## The problem
Every line of the data is to be transcribed without error.

----- Records supplied

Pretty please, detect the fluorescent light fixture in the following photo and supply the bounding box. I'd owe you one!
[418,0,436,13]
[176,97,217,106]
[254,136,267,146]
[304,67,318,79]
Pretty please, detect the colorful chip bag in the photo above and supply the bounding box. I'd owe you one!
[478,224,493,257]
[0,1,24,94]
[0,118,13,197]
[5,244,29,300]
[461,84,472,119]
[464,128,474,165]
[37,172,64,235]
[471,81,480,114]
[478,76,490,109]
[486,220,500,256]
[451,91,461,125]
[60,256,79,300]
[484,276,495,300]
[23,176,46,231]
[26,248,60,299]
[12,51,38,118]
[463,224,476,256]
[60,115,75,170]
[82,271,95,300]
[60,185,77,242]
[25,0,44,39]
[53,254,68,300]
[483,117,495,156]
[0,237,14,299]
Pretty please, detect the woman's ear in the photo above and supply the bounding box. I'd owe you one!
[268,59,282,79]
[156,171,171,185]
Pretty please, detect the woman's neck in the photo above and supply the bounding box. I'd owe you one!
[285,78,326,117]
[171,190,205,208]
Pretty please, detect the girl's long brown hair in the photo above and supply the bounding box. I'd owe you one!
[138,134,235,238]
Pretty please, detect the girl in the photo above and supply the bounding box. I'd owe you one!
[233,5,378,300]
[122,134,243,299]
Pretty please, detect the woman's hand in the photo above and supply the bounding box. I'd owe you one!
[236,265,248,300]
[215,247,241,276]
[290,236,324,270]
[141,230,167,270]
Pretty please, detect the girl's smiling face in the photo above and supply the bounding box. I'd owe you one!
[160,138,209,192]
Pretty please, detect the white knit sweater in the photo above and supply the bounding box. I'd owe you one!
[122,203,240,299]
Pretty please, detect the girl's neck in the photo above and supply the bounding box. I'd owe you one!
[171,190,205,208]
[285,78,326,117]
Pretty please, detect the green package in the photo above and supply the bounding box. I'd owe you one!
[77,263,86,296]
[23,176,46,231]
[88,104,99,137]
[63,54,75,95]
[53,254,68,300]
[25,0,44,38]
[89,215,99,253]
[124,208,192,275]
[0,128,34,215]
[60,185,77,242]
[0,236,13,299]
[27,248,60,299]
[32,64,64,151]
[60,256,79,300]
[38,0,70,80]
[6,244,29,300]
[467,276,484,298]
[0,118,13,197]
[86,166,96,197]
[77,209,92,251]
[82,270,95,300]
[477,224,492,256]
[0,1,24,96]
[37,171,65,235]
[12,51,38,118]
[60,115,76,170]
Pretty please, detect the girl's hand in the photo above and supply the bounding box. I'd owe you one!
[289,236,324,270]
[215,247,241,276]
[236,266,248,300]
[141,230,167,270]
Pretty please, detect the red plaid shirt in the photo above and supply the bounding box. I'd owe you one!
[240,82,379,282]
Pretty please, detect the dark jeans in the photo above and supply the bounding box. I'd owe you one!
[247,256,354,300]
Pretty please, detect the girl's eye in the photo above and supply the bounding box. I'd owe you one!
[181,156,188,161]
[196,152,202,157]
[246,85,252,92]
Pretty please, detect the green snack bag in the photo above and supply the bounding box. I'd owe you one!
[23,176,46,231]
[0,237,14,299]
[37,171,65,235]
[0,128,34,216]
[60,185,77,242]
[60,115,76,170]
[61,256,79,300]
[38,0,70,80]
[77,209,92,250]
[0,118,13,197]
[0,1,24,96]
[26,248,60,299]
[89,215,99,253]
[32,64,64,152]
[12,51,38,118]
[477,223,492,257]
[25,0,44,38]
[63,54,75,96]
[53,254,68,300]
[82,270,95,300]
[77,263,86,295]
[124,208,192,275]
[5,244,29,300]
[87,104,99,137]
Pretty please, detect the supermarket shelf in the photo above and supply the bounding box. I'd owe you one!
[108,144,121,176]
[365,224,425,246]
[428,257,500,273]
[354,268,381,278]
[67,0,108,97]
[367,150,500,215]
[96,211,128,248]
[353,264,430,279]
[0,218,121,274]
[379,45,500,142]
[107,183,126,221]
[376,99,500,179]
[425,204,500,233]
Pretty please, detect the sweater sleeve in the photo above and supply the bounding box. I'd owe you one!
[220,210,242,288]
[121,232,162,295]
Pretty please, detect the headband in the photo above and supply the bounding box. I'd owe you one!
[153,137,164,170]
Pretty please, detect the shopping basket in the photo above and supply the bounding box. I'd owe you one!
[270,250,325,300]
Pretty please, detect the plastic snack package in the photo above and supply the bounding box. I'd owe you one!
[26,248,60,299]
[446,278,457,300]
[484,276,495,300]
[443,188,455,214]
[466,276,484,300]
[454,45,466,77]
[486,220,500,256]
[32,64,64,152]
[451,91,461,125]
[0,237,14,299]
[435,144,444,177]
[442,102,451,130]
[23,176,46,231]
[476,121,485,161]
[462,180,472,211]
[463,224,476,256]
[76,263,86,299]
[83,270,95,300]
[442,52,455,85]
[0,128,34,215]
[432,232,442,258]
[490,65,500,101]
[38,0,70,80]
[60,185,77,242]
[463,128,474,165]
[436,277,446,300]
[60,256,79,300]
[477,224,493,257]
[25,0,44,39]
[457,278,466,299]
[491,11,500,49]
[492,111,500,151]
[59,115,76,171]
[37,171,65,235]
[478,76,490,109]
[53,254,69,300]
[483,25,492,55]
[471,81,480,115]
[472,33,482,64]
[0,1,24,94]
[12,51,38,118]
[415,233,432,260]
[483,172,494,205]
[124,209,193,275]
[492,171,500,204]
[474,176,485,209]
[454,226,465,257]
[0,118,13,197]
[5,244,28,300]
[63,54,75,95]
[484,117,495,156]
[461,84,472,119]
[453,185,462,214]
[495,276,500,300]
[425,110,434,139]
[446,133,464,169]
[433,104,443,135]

----------

## Written solution
Pretty please, detect the fluorescent light fixture in the following photo and supply the bounding box. I'd owe you one!
[418,0,436,13]
[176,97,217,106]
[254,136,267,146]
[304,67,318,79]
Pretty please, detect the colorful chip bag in the photo above and supply the bounding box. I'd owe you one!
[478,224,493,257]
[0,1,24,94]
[0,118,13,197]
[5,244,29,300]
[461,84,472,119]
[464,128,474,165]
[37,172,64,235]
[471,81,480,114]
[478,76,490,109]
[486,220,500,256]
[451,91,461,125]
[60,256,79,300]
[484,276,495,300]
[23,176,46,231]
[26,248,60,299]
[12,51,38,118]
[463,224,476,256]
[60,115,75,170]
[82,271,95,300]
[60,185,77,242]
[25,0,44,39]
[53,254,68,300]
[483,117,495,156]
[0,237,14,299]
Pretty please, detect the woman's ear in the photo above and supply the bounding box. I'd owe you one!
[268,59,282,79]
[156,171,171,185]
Pretty please, detect the woman's neck in the photo above and supply the bounding box. I'd owe you one!
[285,78,326,117]
[171,190,205,208]
Pretty please, detect the girl's long brown hair in the photo above and supply the bounding box. I'd owe you one!
[138,134,235,238]
Pretty please, detect the girl in the photo above and supply the bounding box. I'd owe you one!
[233,5,378,300]
[122,134,243,299]
Pretty please, detect the woman's hand in the photo above and supply the bounding box. I'd owe you one!
[236,265,248,300]
[215,247,241,276]
[290,236,324,270]
[141,230,167,270]
Pretty please, detect the girl's smiling face in the photo above and supply the bounding box. I'd owe you one!
[160,138,209,192]
Pretty please, detect the white knit sweater in the photo above and supply the bounding box. I'd owe you one!
[122,203,240,299]
Pretty please, detect the girl's neck in the photo above and supply the bounding box. I'd owe you one!
[171,190,205,208]
[285,78,326,117]
Pretty please, detect the green package in the photo above and supply the bounding box. I'd owe you one!
[77,263,86,296]
[23,176,46,231]
[88,104,99,137]
[63,54,75,95]
[53,254,68,300]
[25,0,44,38]
[89,215,99,253]
[124,208,192,275]
[0,128,34,215]
[60,185,77,242]
[0,236,13,299]
[27,248,60,299]
[32,64,64,151]
[60,256,79,300]
[38,0,70,80]
[6,244,29,300]
[467,276,484,298]
[0,118,13,197]
[86,166,96,197]
[77,209,92,251]
[82,270,95,300]
[477,224,492,256]
[0,1,24,96]
[37,171,65,235]
[12,51,38,118]
[60,115,76,170]
Pretty please, detect the girl's hand in the photo above and supply the bounding box. I'd owe you one!
[289,236,324,270]
[215,247,241,276]
[236,266,248,300]
[141,230,167,270]
Pretty please, detect the red plaid shirt in the photo above and supply the bounding box. I'd owe you one!
[240,82,379,282]
Pretty please, detect the dark jeans in the photo above and supply the bounding box. I'd owe you one!
[247,256,354,300]
Pretty please, detect the girl's eye in the photo above and supply the bounding box. I'd owe you one!
[181,156,188,161]
[196,152,202,157]
[246,85,252,92]
Pretty please, detect the green snack bag in the photo above and supply the bounding box. I'd owe you one!
[23,176,46,231]
[0,237,14,299]
[37,171,65,235]
[0,128,34,216]
[60,185,77,242]
[60,115,76,170]
[61,256,79,300]
[38,0,70,80]
[77,209,92,250]
[0,118,13,197]
[0,1,24,96]
[26,248,60,299]
[89,215,99,253]
[32,64,64,152]
[12,51,38,118]
[477,223,492,257]
[25,0,44,38]
[63,54,75,96]
[53,254,68,300]
[82,270,95,300]
[77,263,86,295]
[124,208,192,275]
[5,244,29,300]
[87,104,99,137]
Pretty please, detect the supermarket shelf in the photo above and supply the bounding box. I'd owe you one!
[108,144,121,176]
[365,224,425,246]
[428,257,500,273]
[354,268,381,278]
[67,0,108,97]
[367,150,500,215]
[96,211,128,248]
[353,264,430,279]
[0,218,121,274]
[379,45,500,142]
[107,183,126,221]
[376,99,500,179]
[425,204,500,233]
Pretty please, detect the sweater sleeve in the photo above and supply the bounding box. I'd owe you one!
[220,210,242,288]
[121,232,162,295]
Pretty please, detect the headband in the photo above and supply the bounding box. I'd owe you one!
[153,137,164,170]
Pretty please, detect the shopping basket in the photo above and supply the bounding box. I'd owe you one!
[270,250,325,300]
Pretty please, detect the plastic snack package in the photo above and supply the bounding box. I'd owe you one!
[26,248,60,299]
[446,278,457,300]
[484,276,495,300]
[443,188,455,214]
[466,276,484,300]
[454,45,466,77]
[486,220,500,256]
[32,64,64,152]
[451,91,461,125]
[0,237,14,299]
[435,144,444,177]
[442,102,451,130]
[23,176,46,231]
[476,121,485,161]
[462,180,472,211]
[463,224,476,256]
[76,263,86,299]
[83,270,95,300]
[442,52,455,85]
[0,128,34,215]
[432,232,442,258]
[490,65,500,101]
[38,0,70,80]
[60,185,77,242]
[463,128,474,165]
[436,277,446,300]
[60,256,79,300]
[477,224,493,257]
[25,0,44,39]
[457,278,466,299]
[491,11,500,49]
[492,111,500,151]
[59,115,76,171]
[37,171,65,235]
[478,76,490,109]
[53,254,69,300]
[483,25,492,55]
[471,81,480,115]
[472,33,482,64]
[0,1,24,94]
[12,51,38,118]
[415,233,432,260]
[483,172,494,205]
[124,209,193,275]
[492,171,500,204]
[474,176,485,209]
[454,226,465,257]
[0,118,13,197]
[5,244,28,300]
[63,54,75,95]
[484,117,495,156]
[461,84,472,119]
[453,185,462,214]
[495,276,500,300]
[425,110,434,139]
[446,133,464,169]
[433,104,443,135]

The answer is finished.